Most wins by a jockey:
- 7 – Earlie Fires (1980, 1984, 1988 (2×), 1993, 1994, 2003)

Most wins by a trainer:
- 4 – Moises Yanez (1984, 1986, 1994, 2008)
- 4 – P. Noel Hickey (1990, 1991, 1993, 1996)
- 4 – Chris M. Block (2000, 2001, 2004, 2009)

Most wins by an owner:
- 5 – Irish Acres Farm (1990, 1991, 1993, 1996, 1997)

■ **EXTRACTED RECORDS**:
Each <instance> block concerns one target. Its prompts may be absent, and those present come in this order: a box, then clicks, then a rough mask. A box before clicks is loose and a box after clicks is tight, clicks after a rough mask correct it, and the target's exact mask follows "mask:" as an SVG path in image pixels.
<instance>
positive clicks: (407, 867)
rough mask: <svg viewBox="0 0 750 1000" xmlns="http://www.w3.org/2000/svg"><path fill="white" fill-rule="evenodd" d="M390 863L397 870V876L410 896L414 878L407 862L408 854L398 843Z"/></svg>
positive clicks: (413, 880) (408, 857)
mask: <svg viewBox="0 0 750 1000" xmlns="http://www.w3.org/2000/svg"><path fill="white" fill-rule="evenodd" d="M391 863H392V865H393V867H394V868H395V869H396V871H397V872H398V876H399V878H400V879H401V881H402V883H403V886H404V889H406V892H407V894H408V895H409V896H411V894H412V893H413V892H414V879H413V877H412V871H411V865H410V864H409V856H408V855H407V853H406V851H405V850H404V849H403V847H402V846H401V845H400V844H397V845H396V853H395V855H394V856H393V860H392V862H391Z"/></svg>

■ **INSTRUCTIONS TO FOLLOW**:
From the most-wins list, reproduce word for word the passage starting at "- 4 – P. Noel" and ending at "1993, 1996, 1997)".

■ **WRITTEN REPLY**:
- 4 – P. Noel Hickey (1990, 1991, 1993, 1996)
- 4 – Chris M. Block (2000, 2001, 2004, 2009)

Most wins by an owner:
- 5 – Irish Acres Farm (1990, 1991, 1993, 1996, 1997)